Items from a dataset:
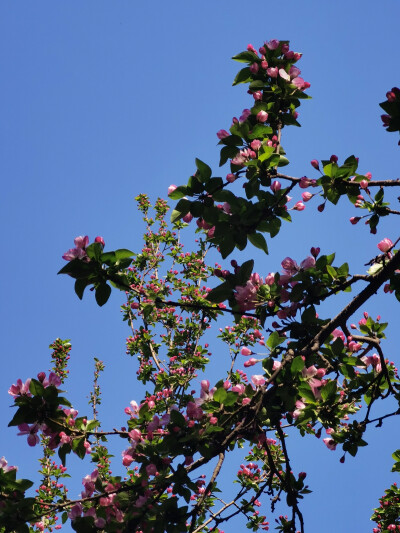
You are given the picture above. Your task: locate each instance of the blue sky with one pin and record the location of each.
(104, 100)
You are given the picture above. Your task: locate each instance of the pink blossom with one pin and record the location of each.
(221, 134)
(270, 279)
(258, 380)
(81, 242)
(75, 511)
(290, 266)
(308, 262)
(256, 144)
(20, 388)
(4, 465)
(301, 84)
(245, 115)
(275, 186)
(306, 196)
(299, 407)
(151, 469)
(305, 182)
(385, 245)
(294, 72)
(187, 218)
(272, 72)
(205, 385)
(254, 68)
(74, 253)
(272, 44)
(330, 443)
(238, 388)
(283, 74)
(262, 116)
(299, 206)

Goal of the exercise: Write out exactly the lines from the line holding "of the pink" through the last line of the data, and nothing besides those lines.

Response:
You are given the picture above. Your task: locate each instance of the pink blossom with one pin and record the location of each.
(221, 134)
(270, 279)
(258, 380)
(81, 242)
(75, 511)
(290, 266)
(308, 262)
(256, 144)
(20, 388)
(4, 465)
(301, 84)
(245, 115)
(275, 186)
(306, 196)
(299, 407)
(151, 469)
(305, 182)
(385, 245)
(294, 72)
(187, 218)
(272, 72)
(205, 385)
(254, 68)
(74, 253)
(272, 44)
(330, 443)
(238, 388)
(283, 74)
(262, 116)
(299, 206)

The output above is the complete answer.